─── SOURCE INFORMATION

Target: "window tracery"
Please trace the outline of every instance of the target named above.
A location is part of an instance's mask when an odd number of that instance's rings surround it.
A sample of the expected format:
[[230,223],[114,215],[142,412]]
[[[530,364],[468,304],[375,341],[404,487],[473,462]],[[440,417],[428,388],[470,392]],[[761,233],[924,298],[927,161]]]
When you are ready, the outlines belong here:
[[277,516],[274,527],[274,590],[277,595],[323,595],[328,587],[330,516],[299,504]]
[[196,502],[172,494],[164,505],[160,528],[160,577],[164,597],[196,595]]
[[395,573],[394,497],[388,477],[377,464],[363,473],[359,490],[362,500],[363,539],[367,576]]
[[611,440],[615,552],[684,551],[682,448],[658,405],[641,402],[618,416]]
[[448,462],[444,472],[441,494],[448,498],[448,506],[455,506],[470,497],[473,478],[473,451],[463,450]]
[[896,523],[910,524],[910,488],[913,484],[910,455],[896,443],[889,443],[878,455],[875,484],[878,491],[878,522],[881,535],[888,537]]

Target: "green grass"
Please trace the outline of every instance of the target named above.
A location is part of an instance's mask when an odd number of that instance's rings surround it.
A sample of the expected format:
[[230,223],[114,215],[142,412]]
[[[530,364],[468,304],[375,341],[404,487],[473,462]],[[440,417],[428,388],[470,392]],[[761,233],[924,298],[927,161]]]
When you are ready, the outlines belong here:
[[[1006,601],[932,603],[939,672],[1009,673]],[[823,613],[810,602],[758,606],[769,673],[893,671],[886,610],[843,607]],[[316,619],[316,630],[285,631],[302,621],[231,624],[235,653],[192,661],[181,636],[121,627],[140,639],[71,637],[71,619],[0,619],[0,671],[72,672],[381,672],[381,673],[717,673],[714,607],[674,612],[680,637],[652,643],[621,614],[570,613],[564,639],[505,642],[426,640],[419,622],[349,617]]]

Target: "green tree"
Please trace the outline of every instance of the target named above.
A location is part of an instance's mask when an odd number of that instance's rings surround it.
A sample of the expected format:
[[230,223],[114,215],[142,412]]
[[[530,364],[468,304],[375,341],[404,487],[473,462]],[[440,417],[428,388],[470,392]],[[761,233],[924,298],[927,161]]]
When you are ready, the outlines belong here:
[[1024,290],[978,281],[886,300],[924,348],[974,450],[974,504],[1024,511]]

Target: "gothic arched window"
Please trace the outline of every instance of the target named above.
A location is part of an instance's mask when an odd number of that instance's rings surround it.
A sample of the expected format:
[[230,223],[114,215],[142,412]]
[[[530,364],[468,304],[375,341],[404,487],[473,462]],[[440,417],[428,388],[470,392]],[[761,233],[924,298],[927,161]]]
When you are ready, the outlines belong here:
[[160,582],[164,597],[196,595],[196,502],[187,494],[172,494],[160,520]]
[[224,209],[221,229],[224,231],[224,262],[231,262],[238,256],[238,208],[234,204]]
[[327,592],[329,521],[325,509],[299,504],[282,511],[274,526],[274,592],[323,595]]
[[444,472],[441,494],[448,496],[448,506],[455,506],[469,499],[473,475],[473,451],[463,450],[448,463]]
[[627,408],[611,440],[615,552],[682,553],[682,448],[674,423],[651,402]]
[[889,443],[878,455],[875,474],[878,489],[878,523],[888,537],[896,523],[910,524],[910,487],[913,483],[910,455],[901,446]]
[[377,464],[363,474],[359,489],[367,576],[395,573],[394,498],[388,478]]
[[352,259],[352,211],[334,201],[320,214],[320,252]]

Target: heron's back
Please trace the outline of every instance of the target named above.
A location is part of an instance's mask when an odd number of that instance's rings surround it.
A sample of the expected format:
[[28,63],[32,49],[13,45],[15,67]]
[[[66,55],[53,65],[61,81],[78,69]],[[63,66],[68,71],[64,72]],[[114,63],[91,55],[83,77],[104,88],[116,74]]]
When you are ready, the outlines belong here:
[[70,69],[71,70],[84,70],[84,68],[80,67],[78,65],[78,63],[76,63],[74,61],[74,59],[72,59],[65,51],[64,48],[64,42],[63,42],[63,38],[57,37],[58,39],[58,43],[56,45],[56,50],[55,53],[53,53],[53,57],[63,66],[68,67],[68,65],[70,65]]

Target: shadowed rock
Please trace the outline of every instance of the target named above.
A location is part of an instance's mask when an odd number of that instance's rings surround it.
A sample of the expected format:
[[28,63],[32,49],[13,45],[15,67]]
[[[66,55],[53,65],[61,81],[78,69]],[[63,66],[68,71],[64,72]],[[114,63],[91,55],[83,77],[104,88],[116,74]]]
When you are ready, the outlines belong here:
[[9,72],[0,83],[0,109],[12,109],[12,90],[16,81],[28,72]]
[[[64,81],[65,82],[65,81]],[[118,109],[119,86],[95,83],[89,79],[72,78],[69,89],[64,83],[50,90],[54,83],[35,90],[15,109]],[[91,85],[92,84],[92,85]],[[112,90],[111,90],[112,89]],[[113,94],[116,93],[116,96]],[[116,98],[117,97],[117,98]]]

──────

Repeat back all of the material, character for character.

Target: "window tracery"
Please trace the outline of every instance of the target named above.
A location is part of an instance's mask when an odd number of that instance's rings surround it.
A sample of the expected format:
[[230,223],[114,215],[142,412]]
[[[530,364],[468,304],[375,341],[404,487],[473,462]],[[440,417],[428,388],[470,392]],[[761,233],[924,298],[927,161]]]
When you are ready, the outlines belong here:
[[277,516],[274,527],[274,590],[277,595],[323,595],[328,587],[330,516],[299,504]]
[[196,502],[172,494],[164,505],[160,528],[160,577],[164,597],[196,595]]
[[395,573],[394,497],[388,477],[377,464],[363,473],[359,490],[362,500],[363,539],[367,576]]
[[611,440],[615,552],[684,551],[682,448],[658,405],[641,402],[618,416]]
[[448,462],[444,472],[441,494],[448,498],[448,506],[455,506],[470,497],[473,478],[473,451],[463,450]]
[[896,523],[910,524],[910,488],[913,484],[910,455],[896,443],[889,443],[878,455],[875,484],[878,491],[878,522],[881,535],[888,537]]

Target: "green grass"
Please trace the outline of every instance of the target named above.
A location is part of an instance's mask when an odd number of that instance's rings surround it.
A sample of the expected format:
[[230,223],[114,215],[142,412]]
[[[530,364],[468,304],[375,341],[404,487],[473,462]],[[440,417],[428,388],[470,392]],[[761,233],[924,298],[927,161]]]
When you are ready, the outlines belong here:
[[[1006,601],[932,603],[939,672],[1009,673]],[[823,613],[810,602],[758,606],[769,673],[893,671],[886,610],[843,607]],[[316,619],[316,630],[285,631],[302,621],[231,624],[235,653],[192,661],[181,636],[121,627],[140,639],[71,637],[71,619],[0,619],[0,671],[72,672],[381,672],[381,673],[717,673],[714,607],[674,612],[680,637],[652,643],[621,614],[570,613],[564,639],[505,642],[426,640],[419,622],[349,617]]]

Target: "green tree"
Please trace the outline of every instance of the target named above.
A location is part of an instance's mask when an odd number of that instance's rings surround it.
A sample of the expected format:
[[230,223],[114,215],[142,412]]
[[[530,364],[468,304],[375,341],[404,487],[473,462]],[[440,417],[428,388],[470,392]],[[761,233],[924,298],[927,161]]]
When you are ready, the outlines belong here:
[[1024,290],[978,281],[886,300],[924,348],[974,450],[974,504],[1024,511]]

Target: "gothic arched window"
Please trace the outline of every instance of the target named above.
A location is part of an instance's mask when an odd number of that instance's rings surround it.
A sample of the expected format:
[[230,223],[114,215],[142,412]]
[[[530,364],[468,304],[375,341],[404,487],[473,462]],[[440,417],[428,388],[470,392]],[[761,233],[924,298],[927,161]]]
When you are ready, the outlines belong here:
[[160,582],[164,597],[196,595],[196,502],[187,494],[172,494],[160,520]]
[[224,209],[221,229],[224,231],[224,262],[231,262],[238,256],[238,208],[234,204]]
[[327,592],[329,521],[325,509],[299,504],[282,511],[274,526],[274,592],[323,595]]
[[444,472],[441,494],[448,496],[448,506],[455,506],[469,499],[473,475],[473,451],[463,450],[448,463]]
[[627,408],[611,440],[615,552],[682,553],[682,448],[674,423],[651,402]]
[[889,443],[878,455],[875,474],[878,489],[878,523],[888,537],[896,523],[910,524],[910,487],[913,483],[910,455],[901,446]]
[[377,464],[363,474],[359,489],[367,576],[395,573],[394,498],[388,478]]
[[352,259],[352,211],[334,201],[320,214],[320,252]]

Target: heron's back
Please trace the outline of every instance of the target named above.
A location is part of an instance's mask when an odd number of that instance's rings surround it.
A sample of the expected format:
[[28,63],[32,49],[13,45],[15,67]]
[[[66,55],[53,65],[61,81],[78,69]],[[63,66],[68,71],[64,72]],[[114,63],[91,55],[83,77],[104,88],[116,74]]]
When you are ready, the outlines belong here:
[[70,69],[71,70],[84,70],[84,68],[80,67],[78,65],[78,63],[76,63],[74,61],[74,59],[72,59],[65,51],[64,48],[64,42],[63,42],[63,38],[57,37],[58,39],[58,43],[56,45],[56,50],[55,53],[53,53],[53,57],[63,66],[68,67],[68,65],[70,65]]

Target: shadowed rock
Please trace the outline of every instance of the target named above.
A location is part of an instance's mask when an odd number of that instance's rings surround it.
A sample of the expected format:
[[28,63],[32,49],[13,45],[15,67]]
[[[66,55],[53,65],[61,81],[78,69]],[[63,66],[68,71],[64,72]],[[114,63],[91,55],[83,77],[104,88],[116,74]]]
When you are ready, the outlines belong here:
[[9,72],[0,83],[0,109],[12,109],[12,90],[16,81],[28,72]]
[[[64,81],[65,82],[65,81]],[[118,109],[119,86],[95,83],[89,79],[72,78],[69,89],[64,83],[50,90],[54,83],[35,90],[15,109]],[[91,85],[92,84],[92,85]],[[112,90],[111,90],[112,89]],[[113,94],[116,93],[116,96]],[[116,98],[117,97],[117,98]]]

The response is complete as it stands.